### WHAT YOU HAVE TO DO
In the proton-pumping article record, about how long do the inactive or leaky states that interrupt pumping last?

### TEXT SEGMENT
********************

Direct observation of proton pumping by a eukaryotic P-type ATPase

• Published in: Science (American Association for the Advancement of Science) Vol. 351; no. 6280; pp. 1469 - 1473
• Main Authors: Veshaguri, Salome, Christensen, Sune M., Kemmer, Gerdi C., Ghale, Garima, Møller, Mads P., Lohr, Christina, Christensen, Andreas L., Justesen, Bo H., Jørgensen, Ida L., Schiller, Jürgen, Hatzakis, Nikos S., Grabe, Michael, Pomorski, Thomas Günther, Stamou, Dimitrios
• Format: Journal Article
• Language: English
• Published: United States American Association for the Advancement of Science 25.03.2016; The American Association for the Advancement of Science
• Subjects: Allosteric Regulation; Arabidopsis Proteins - antagonists & inhibitors; Arabidopsis Proteins - chemistry; Arabidopsis Proteins - metabolism; Biochemistry; Enzymes; Eukaryotes; Hydrogen-Ion Concentration; Ion Transport; Membrane Potentials - drug effects; Membrane Potentials - physiology; Molecular Imaging; Protein Structure, Tertiary; Proton-Translocating ATPases - antagonists & inhibitors; Proton-Translocating ATPases - chemistry; Proton-Translocating ATPases - metabolism; Protons; Valinomycin - pharmacology
• ISSN: 0036-8075; 1095-9203
• DOI: 10.1126/science.aad6429

In eukaryotes, P-type adenosine triphosphatases (ATPases) generate the plasma membrane potential and drive secondary transport systems; however, despite their importance, their regulation remains poorly understood. We monitored at the single-molecule level the activity of the prototypic proton-pumping P-type ATPase Arabidopsis thaliana isoform 2 (AHA2). Our measurements, combined with a physical nonequilibrium model of vesicle acidification, revealed that pumping is stochastically interrupted by long-lived (~100 seconds) inactive or leaky states. Allosteric regulation by pH gradients modulated the switch between these states but not the pumping or leakage rates. The autoinhibitory regulatory domain of AHA2 reduced the intrinsic pumping rates but increased the dwell time in the active pumping state. We anticipate that similar functional dynamics underlie the operation and regulation of many other active transporters.

********************

### ENTRIES SHOWN
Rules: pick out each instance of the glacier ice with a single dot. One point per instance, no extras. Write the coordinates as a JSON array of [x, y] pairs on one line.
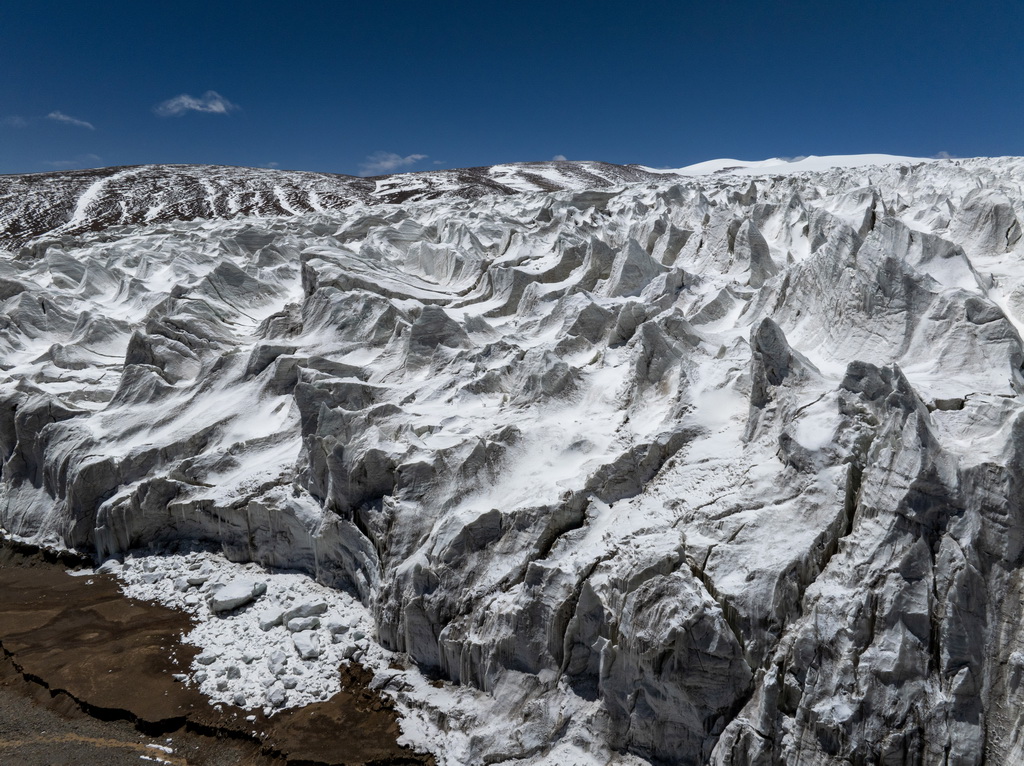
[[713, 468]]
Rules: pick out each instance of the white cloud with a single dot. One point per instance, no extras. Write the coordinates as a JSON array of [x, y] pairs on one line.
[[210, 102], [69, 120], [83, 161], [386, 162]]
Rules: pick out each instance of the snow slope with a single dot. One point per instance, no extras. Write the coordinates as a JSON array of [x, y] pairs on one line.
[[692, 469]]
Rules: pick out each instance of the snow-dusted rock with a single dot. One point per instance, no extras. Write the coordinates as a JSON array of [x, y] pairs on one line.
[[307, 644], [236, 594]]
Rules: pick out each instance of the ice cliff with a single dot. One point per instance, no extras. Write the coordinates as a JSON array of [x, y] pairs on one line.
[[719, 469]]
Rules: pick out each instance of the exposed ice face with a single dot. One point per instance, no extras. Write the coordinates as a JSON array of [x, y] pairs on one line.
[[724, 468]]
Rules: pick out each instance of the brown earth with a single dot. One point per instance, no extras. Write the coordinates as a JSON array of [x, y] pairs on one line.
[[76, 645]]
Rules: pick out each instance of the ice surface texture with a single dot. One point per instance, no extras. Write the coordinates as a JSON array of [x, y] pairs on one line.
[[722, 468]]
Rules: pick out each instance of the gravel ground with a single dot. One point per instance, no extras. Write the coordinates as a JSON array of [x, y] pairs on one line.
[[37, 729], [112, 661]]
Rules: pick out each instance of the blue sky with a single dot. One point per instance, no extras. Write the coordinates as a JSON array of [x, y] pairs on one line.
[[354, 87]]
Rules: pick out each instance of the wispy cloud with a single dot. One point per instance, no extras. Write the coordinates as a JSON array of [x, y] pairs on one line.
[[69, 120], [83, 161], [387, 162], [210, 102]]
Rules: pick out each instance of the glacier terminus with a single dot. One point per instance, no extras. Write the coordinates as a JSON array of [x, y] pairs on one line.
[[588, 463]]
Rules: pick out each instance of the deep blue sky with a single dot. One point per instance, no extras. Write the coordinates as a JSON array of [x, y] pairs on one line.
[[326, 85]]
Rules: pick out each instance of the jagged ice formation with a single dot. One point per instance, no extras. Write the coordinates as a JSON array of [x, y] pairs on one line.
[[728, 467]]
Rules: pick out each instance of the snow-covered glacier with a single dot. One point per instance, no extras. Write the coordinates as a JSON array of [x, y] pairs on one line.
[[719, 468]]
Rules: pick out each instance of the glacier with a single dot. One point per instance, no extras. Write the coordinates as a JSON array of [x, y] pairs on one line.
[[717, 465]]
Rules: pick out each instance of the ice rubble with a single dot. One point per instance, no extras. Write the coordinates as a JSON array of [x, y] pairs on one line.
[[722, 469]]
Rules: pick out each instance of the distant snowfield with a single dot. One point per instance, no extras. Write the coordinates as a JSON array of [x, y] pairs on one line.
[[776, 166], [718, 465]]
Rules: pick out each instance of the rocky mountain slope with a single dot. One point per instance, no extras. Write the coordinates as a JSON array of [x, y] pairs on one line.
[[715, 469], [70, 203]]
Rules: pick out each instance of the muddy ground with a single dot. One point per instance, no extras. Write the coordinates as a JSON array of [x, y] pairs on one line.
[[86, 678]]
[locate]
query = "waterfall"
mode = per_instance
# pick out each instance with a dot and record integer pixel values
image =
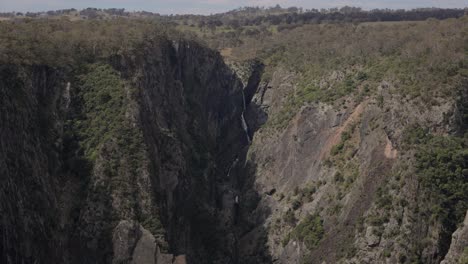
(234, 163)
(244, 124)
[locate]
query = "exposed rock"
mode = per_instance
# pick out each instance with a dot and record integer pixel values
(458, 252)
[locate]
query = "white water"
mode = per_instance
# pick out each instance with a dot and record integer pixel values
(244, 124)
(234, 163)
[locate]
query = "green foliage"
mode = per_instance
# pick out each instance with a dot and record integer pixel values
(441, 166)
(153, 224)
(103, 104)
(63, 43)
(289, 217)
(310, 231)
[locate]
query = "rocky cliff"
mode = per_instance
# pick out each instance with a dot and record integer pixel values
(124, 160)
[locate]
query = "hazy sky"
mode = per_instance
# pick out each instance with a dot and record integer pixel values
(214, 6)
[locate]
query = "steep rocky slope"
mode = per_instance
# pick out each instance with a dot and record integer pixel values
(148, 148)
(353, 163)
(121, 160)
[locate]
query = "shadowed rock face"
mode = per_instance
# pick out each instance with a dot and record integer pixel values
(155, 196)
(168, 156)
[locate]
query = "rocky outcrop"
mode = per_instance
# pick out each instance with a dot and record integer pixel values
(122, 161)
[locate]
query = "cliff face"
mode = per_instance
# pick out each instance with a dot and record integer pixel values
(339, 183)
(121, 163)
(149, 150)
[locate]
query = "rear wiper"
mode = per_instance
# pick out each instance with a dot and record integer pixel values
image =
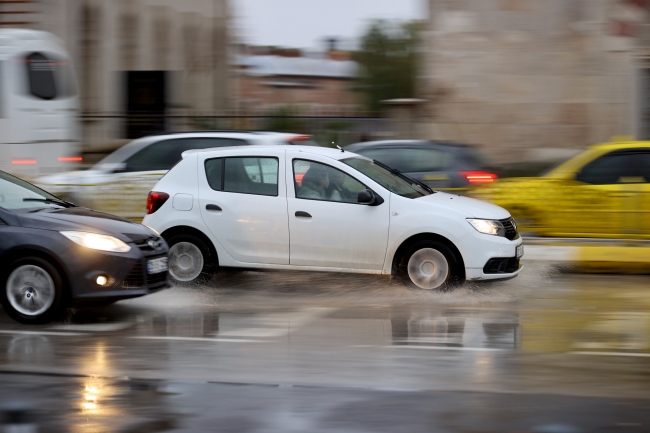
(50, 200)
(405, 177)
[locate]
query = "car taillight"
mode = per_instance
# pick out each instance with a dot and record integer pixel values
(23, 162)
(479, 177)
(155, 200)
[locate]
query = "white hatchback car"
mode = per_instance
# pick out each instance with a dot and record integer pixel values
(318, 209)
(119, 183)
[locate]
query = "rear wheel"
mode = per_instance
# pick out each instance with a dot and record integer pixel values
(189, 259)
(33, 291)
(430, 265)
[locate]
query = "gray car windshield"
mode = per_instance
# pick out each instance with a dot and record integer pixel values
(392, 181)
(20, 196)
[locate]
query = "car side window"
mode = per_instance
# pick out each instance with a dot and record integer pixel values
(316, 181)
(411, 160)
(615, 168)
(257, 175)
(163, 155)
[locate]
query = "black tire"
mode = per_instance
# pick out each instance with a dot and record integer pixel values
(38, 268)
(208, 268)
(438, 251)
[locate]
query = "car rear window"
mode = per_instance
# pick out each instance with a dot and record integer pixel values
(49, 77)
(616, 167)
(411, 160)
(256, 175)
(163, 155)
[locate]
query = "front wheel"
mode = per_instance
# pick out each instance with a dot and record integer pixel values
(189, 259)
(33, 291)
(430, 265)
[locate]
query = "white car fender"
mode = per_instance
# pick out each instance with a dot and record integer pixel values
(408, 218)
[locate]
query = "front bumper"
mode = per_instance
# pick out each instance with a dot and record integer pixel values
(127, 275)
(491, 257)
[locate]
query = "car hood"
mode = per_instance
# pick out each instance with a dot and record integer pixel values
(470, 206)
(87, 220)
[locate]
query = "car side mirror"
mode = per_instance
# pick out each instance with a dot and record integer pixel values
(369, 198)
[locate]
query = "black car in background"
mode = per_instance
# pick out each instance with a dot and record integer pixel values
(54, 254)
(440, 165)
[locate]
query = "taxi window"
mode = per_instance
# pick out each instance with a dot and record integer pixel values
(614, 168)
(163, 155)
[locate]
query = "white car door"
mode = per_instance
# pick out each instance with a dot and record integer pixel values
(243, 202)
(328, 227)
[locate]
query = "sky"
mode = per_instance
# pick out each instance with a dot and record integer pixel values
(306, 23)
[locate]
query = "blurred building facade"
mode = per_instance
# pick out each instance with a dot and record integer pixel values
(531, 79)
(285, 80)
(147, 58)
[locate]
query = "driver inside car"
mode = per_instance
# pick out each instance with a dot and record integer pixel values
(315, 184)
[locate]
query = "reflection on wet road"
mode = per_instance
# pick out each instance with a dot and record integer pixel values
(145, 363)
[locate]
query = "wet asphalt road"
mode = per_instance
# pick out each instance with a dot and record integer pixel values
(549, 351)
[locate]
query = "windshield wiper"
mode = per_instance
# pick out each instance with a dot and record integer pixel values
(50, 200)
(405, 177)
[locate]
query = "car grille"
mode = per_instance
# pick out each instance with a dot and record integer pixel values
(505, 265)
(511, 228)
(143, 244)
(135, 277)
(157, 279)
(139, 278)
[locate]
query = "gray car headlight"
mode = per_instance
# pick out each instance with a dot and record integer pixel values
(489, 227)
(96, 241)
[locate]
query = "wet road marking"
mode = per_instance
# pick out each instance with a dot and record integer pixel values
(63, 334)
(638, 355)
(278, 324)
(467, 349)
(93, 327)
(211, 340)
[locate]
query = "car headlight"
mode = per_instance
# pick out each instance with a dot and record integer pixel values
(489, 227)
(96, 241)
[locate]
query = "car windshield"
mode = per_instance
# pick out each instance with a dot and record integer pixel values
(393, 181)
(20, 196)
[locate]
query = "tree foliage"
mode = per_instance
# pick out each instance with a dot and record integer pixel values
(389, 57)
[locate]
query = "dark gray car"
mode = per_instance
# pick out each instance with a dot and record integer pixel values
(54, 254)
(440, 165)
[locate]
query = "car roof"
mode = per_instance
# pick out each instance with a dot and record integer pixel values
(322, 151)
(134, 146)
(408, 143)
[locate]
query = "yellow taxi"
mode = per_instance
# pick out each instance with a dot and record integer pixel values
(603, 192)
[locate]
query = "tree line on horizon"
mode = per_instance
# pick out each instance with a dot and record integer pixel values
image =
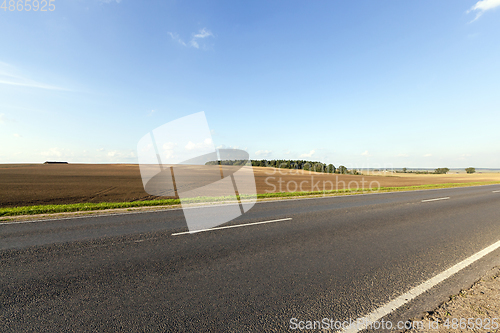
(291, 164)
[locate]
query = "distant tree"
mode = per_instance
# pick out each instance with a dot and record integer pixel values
(342, 169)
(441, 170)
(470, 170)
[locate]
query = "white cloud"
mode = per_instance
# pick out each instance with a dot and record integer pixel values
(263, 153)
(310, 154)
(9, 76)
(207, 143)
(194, 42)
(203, 33)
(483, 6)
(52, 152)
(176, 38)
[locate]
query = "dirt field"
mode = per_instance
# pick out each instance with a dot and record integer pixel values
(34, 184)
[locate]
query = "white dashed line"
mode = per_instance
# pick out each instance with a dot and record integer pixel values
(230, 226)
(437, 199)
(413, 293)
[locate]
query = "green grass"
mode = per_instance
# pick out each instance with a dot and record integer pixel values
(81, 207)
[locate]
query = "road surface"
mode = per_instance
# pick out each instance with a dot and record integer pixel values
(331, 257)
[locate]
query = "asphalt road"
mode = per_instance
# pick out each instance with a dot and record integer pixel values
(337, 257)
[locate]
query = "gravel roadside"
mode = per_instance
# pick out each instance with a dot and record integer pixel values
(480, 303)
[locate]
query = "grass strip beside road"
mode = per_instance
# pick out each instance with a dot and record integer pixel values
(81, 207)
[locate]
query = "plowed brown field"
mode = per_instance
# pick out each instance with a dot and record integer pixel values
(35, 184)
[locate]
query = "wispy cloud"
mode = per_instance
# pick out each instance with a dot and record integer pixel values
(176, 38)
(195, 40)
(482, 6)
(310, 154)
(9, 76)
(4, 119)
(263, 153)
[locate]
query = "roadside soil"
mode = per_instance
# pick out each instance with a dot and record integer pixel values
(41, 184)
(481, 303)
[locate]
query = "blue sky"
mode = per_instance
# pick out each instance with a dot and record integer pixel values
(359, 83)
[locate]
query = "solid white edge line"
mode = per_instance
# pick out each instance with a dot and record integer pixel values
(230, 226)
(413, 293)
(437, 199)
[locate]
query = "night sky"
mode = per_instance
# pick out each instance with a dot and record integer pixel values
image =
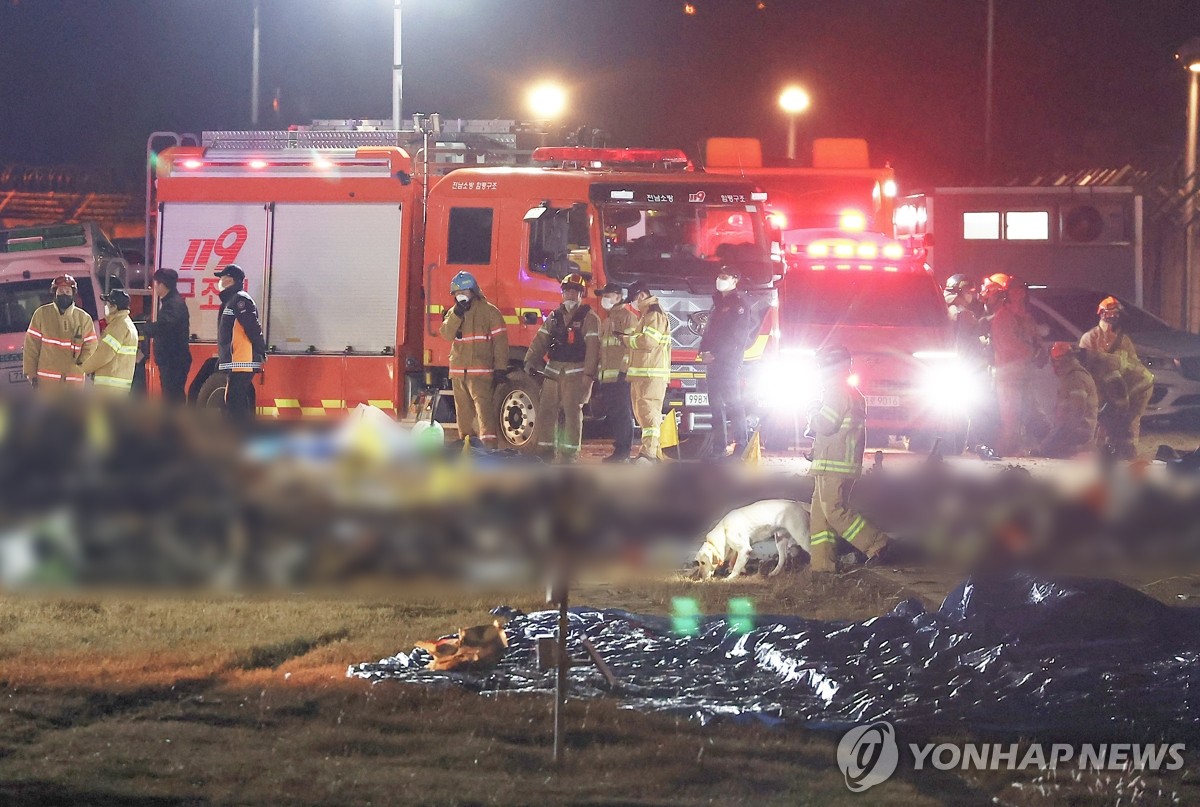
(1079, 83)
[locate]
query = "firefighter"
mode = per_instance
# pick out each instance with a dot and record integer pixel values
(723, 347)
(113, 362)
(1109, 338)
(613, 392)
(570, 339)
(479, 358)
(838, 425)
(960, 304)
(649, 369)
(171, 333)
(1073, 429)
(59, 336)
(1017, 353)
(1114, 395)
(241, 350)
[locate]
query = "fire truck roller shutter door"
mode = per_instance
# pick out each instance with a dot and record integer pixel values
(335, 274)
(198, 238)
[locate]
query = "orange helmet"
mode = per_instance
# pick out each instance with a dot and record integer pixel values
(64, 281)
(994, 285)
(575, 280)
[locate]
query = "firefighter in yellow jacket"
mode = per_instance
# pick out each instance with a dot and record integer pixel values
(613, 390)
(1073, 429)
(570, 340)
(838, 425)
(1109, 338)
(59, 336)
(479, 358)
(649, 369)
(117, 353)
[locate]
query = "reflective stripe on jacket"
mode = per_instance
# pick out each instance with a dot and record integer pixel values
(54, 342)
(651, 344)
(117, 353)
(535, 356)
(840, 431)
(479, 340)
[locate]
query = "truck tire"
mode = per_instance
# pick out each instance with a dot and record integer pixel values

********************

### RESPONSE FOR THIS EXERCISE
About 100 seconds.